This year, school looked different from district to district, family member to family member

Written by on June 7, 2021

This year, school looked different from district to district, family member to family member

By Chloe Nouvelle

June 7, 2021

Photo |Pat Wellenbach / AP Photo

School during the pandemic looked different from district to district but in some cases it was different even within a family. As the COVID school year ends, one parent tells WLVR how she got through this unprecedented year. 

Listen to the story.

When Montgomery county’s Abington School District shut down last year, Lisbeth Little’s dining room morphed into a classroom with iPads and Chromebooks replacing plates and cutlery. 

“It was a difficult process to, you know, line them all up kind of assembly order and then help them all log in and sort through all the windows and things that they were using,” Little says. 

Little works full time and is a mom of four children. Her youngest is just a toddler but her other three are all school-aged. And they each have an Individualized Education Program (IEP), so they are enrolled in special education.

Her oldest, Joshua, 12. has autism and anxiety. Despite the challenges, he’s stayed on with Abington as a virtual student.

[Record set]
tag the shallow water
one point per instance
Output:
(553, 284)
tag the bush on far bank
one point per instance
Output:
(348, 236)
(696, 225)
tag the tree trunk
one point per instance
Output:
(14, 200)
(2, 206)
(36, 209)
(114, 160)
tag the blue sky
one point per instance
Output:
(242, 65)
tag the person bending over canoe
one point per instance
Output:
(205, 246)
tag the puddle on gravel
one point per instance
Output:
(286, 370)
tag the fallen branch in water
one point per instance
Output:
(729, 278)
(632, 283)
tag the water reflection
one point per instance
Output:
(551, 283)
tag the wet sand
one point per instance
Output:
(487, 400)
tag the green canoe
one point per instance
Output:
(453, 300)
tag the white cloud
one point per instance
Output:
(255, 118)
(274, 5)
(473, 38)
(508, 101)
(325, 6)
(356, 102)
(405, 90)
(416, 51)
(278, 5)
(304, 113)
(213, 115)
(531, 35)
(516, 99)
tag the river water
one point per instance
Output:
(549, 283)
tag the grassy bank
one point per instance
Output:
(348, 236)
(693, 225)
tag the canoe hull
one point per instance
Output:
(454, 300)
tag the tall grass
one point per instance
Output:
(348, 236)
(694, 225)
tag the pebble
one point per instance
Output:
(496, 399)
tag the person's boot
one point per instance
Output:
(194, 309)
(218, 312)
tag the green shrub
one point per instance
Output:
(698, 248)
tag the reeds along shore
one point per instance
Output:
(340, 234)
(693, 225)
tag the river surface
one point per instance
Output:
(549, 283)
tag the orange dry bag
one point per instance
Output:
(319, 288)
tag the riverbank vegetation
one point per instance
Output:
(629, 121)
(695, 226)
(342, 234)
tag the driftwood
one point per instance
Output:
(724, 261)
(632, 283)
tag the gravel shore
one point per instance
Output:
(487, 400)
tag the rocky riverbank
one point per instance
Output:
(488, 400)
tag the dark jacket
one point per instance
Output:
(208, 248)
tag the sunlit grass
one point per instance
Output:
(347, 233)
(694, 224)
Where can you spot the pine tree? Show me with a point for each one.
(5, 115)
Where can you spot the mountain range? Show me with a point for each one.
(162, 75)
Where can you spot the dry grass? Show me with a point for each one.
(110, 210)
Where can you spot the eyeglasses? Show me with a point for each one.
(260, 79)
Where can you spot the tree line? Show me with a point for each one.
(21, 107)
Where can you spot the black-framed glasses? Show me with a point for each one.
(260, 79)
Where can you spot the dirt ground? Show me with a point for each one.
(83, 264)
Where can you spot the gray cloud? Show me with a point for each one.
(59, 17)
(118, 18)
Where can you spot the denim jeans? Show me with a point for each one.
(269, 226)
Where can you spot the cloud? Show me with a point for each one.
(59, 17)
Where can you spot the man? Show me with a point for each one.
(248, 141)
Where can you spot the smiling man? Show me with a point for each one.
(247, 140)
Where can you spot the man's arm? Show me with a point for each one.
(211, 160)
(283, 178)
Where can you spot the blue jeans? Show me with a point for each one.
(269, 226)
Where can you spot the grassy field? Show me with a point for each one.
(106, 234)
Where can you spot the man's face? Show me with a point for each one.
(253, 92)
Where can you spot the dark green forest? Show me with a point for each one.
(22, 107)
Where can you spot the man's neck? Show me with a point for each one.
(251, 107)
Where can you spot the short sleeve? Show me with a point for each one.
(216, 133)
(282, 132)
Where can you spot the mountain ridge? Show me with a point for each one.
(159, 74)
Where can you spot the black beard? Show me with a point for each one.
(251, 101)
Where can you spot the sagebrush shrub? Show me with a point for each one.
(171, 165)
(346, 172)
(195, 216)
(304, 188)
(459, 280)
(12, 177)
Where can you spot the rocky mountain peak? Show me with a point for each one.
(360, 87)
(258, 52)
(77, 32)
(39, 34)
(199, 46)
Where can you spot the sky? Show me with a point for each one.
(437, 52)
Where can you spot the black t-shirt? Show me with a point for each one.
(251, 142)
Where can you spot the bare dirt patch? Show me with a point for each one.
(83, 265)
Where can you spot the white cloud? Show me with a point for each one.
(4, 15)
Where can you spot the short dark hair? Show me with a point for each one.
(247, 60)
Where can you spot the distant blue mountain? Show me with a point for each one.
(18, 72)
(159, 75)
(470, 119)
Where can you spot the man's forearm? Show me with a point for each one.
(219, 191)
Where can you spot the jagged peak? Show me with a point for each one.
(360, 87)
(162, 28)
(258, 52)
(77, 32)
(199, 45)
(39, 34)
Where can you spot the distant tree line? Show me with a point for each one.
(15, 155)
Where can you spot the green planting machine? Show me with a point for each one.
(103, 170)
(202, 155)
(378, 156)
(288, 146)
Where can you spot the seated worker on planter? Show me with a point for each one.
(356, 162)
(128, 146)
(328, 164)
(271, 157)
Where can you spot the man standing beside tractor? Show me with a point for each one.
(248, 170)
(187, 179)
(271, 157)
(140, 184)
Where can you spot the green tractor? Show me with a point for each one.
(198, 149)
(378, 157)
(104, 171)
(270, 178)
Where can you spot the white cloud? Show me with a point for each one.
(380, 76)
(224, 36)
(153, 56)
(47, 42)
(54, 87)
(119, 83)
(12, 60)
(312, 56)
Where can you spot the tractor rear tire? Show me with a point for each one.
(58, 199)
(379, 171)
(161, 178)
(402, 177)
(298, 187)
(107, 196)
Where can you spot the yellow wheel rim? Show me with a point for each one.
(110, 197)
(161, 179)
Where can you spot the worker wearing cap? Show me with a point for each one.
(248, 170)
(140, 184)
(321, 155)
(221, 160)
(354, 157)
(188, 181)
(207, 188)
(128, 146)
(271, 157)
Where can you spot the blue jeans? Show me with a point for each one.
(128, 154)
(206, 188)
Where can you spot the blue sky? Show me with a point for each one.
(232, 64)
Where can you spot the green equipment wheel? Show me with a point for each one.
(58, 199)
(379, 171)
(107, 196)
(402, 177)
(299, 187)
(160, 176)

[Requirement 1] Can you return the article on pandemic schooling from "Photo |Pat Wellenbach" to "plates and cutlery.", word for word?
[Requirement 2] Can you continue the article on pandemic schooling with what comes after its last sentence?
The items come from a different source than the article on pandemic schooling.

[Output 1]
Photo |Pat Wellenbach / AP Photo

School during the pandemic looked different from district to district but in some cases it was different even within a family. As the COVID school year ends, one parent tells WLVR how she got through this unprecedented year. 

Listen to the story.

When Montgomery county’s Abington School District shut down last year, Lisbeth Little’s dining room morphed into a classroom with iPads and Chromebooks replacing plates and cutlery.

[Output 2]
But his 10-year-old twin sisters have not.

“We lasted probably about a month in regular virtual school or COVID school, whatever you want to call it. And then I withdrew them and I homeschooled them,” Little says. 

Little’s twins, Alicia and Catelin, are fourth graders. Little says each of them has a learning disability and this was the first year they ever struggled academically. 

She says that’s partly because they never really finished third grade. Remember, COVID hit in March 2020. With about three months left on the school calendar. And when September came, many kids just started their next grade.

“I don’t think that any kids were at grade level, I think they were all behind. And I think the school district expected the kids just to pick up and go, like nothing had happened,” Little says.

As their teacher, Little says, she’s focused on education requirements and their overall wellbeing and working to, slowly, get them back up to speed.